◆ **TEXT SECTION**
Boosting directors’ performance with leave allowances

15
Timboel Siregar
Advocacy Coordinator of the Social Security Organizing Agency (BPJS) Watch

The Minister of Finance’s deci­sion to increase leave allowance for Directors and the supervisory board of the Health and Manpower Social Security Organizing Agency (BPJS) certainly came under the public spot­light recently, considering problems in both BPJS and especially BPJS Health have also not been well and systemically resolved.

The Minister of Finance’s reason for increasing leave allowance is to boost the performance of the BPJS Directors and supervisory boards. I considered the Minister of Finance’s decision is incorrect. My reasons are:

First, the wages and incentives of the Board of Directors and the second Supervisory Board of BPJS are already high. Let’s take BPJS Health as an example. According to the Health BPJS Monthly Report Book, the Health Directors Incentive for one year which is budgeted in the 2019 Annual Activity Plan and Bud­get (RKAT) is Rp32,886,000,000 for 8 BPJS Health directors.

This means that the average per director gets 32,886,000,000/8 = Rp. 4,110,750,000 per person.

So in average, every director re­ceives Rp.4,110,750,000 / 12 months = Rp342,562,500 per month.

The incentive burden for the BPJS Health board of supervisors a year is Rp17,736,000,000 for 7 BPJS Health supervisory boards.

This means that the average per director gets Rp17,736,000,000/7 = Rp. 2,533,714,285 per person.

So, on average a supervisory board member receives Rp.2,533,714,285 / 12 months = Rp211,142,857 per month.

From the above data, we can conclude that compensation to the board of directors and supervisory board of BPJS Health is already very large. And with that value, I think the Board of Directors and the Superviso­ry Board can take a leave very easily and happily, without the need for an increase in leave benefits.

◆ **WHAT TO PRODUCE**
Using the piece on BPJS leave allowances, say whether each statement agrees with it, giving yes or no and quoting the words that decide it: 1. The 2019 budget sets director incentives for eight BPJS Health directors. 2. The Minister of Finance raised the leave allowance to cut costs. 3. The writer supports the Minister of Finance's decision. The data comes from a different source than the text.

◆ **ENTRIES SHOWN**
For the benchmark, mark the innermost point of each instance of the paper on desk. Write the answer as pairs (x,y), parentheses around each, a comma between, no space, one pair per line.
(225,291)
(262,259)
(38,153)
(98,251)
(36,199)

◆ **SOLUTION TO THE PROBLEM**
1. Yes: "Rp32,886,000,000 for 8 BPJS Health directors"
2. No: "to boost the performance of the BPJS Directors and supervisory boards"
3. No: "I considered the Minister of Finance’s decision is incorrect."